*The request*.
Reproduce every line of the material from its first line through the line that has "[0,1,500,311]", scaling each box coordinate by 2.5 and rounding it to a whole number, halves up.

*Given data*.
---

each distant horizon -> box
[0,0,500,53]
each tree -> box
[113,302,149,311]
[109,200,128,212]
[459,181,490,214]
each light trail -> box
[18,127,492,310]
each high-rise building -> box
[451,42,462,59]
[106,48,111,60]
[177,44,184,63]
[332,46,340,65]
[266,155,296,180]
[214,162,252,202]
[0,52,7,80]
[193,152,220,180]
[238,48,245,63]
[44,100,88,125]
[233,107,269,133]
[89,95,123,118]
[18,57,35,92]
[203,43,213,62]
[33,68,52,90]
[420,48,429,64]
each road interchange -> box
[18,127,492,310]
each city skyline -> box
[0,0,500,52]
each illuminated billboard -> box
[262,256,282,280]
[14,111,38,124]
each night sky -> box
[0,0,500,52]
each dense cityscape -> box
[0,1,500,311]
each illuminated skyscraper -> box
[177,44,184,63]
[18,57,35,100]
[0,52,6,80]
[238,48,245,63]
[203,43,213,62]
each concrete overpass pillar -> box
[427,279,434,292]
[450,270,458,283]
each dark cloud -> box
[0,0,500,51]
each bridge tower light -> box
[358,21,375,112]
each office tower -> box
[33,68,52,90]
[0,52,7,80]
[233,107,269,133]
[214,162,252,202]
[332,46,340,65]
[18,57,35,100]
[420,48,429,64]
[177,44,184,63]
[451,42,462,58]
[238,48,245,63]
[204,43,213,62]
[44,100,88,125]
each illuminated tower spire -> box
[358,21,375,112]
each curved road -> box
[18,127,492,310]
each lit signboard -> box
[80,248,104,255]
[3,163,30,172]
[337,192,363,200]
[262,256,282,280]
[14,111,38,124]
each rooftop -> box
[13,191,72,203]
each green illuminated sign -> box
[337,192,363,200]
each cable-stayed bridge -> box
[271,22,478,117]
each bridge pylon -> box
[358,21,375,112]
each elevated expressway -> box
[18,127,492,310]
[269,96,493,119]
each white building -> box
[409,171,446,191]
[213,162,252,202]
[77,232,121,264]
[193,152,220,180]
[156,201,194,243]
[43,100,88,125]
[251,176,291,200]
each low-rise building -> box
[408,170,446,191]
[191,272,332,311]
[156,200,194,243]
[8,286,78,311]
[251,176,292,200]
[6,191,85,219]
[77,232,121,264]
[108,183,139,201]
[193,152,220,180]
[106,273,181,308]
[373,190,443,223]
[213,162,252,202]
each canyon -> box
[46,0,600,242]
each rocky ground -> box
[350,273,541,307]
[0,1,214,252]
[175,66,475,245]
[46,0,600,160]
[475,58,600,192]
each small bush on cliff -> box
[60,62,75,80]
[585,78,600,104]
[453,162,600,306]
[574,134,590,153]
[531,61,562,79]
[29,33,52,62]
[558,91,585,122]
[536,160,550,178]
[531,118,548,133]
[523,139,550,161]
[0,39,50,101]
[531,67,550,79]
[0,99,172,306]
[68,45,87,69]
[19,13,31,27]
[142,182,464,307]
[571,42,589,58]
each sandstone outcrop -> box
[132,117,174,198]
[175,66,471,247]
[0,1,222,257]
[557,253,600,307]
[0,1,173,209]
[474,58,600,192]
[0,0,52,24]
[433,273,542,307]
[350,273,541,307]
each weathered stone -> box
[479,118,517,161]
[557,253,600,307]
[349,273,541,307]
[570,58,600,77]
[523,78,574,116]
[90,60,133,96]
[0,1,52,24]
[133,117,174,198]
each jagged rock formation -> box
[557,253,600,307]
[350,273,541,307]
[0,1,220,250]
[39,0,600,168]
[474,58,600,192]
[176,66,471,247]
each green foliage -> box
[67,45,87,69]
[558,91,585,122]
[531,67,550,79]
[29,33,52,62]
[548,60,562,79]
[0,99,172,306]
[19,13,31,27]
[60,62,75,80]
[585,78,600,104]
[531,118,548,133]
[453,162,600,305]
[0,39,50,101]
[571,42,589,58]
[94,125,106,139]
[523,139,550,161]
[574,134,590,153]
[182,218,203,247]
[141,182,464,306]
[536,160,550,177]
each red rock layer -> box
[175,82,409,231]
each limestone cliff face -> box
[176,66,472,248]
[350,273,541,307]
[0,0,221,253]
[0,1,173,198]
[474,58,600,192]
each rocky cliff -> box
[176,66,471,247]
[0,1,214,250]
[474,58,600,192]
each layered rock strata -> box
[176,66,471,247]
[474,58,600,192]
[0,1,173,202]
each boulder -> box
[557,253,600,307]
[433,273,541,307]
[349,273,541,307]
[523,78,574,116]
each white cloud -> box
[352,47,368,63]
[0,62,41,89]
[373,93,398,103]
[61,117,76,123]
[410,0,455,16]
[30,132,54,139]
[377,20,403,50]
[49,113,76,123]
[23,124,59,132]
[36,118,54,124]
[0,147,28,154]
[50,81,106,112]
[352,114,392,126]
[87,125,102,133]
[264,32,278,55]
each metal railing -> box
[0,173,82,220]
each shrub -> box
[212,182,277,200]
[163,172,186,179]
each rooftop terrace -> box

---

*Response to the exercise*.
each distant horizon -> box
[0,0,1250,133]
each tree -> box
[283,755,373,778]
[273,500,320,530]
[1148,453,1225,535]
each light trail -> box
[45,318,1230,775]
each high-rise building -> box
[1128,105,1155,148]
[265,120,278,150]
[443,110,460,158]
[830,115,850,163]
[665,388,740,450]
[535,405,630,505]
[0,130,18,200]
[483,380,550,450]
[595,120,613,158]
[110,250,220,313]
[583,268,673,333]
[223,238,308,295]
[45,143,88,230]
[508,108,533,155]
[83,170,130,225]
[1050,120,1073,160]
each road interchange -> box
[45,318,1230,775]
each city skyline -> box
[0,0,1250,130]
each illuminated billboard -> box
[655,640,705,700]
[35,278,95,310]
each night sky -> box
[0,0,1250,130]
each dense cityscape -> box
[0,3,1250,778]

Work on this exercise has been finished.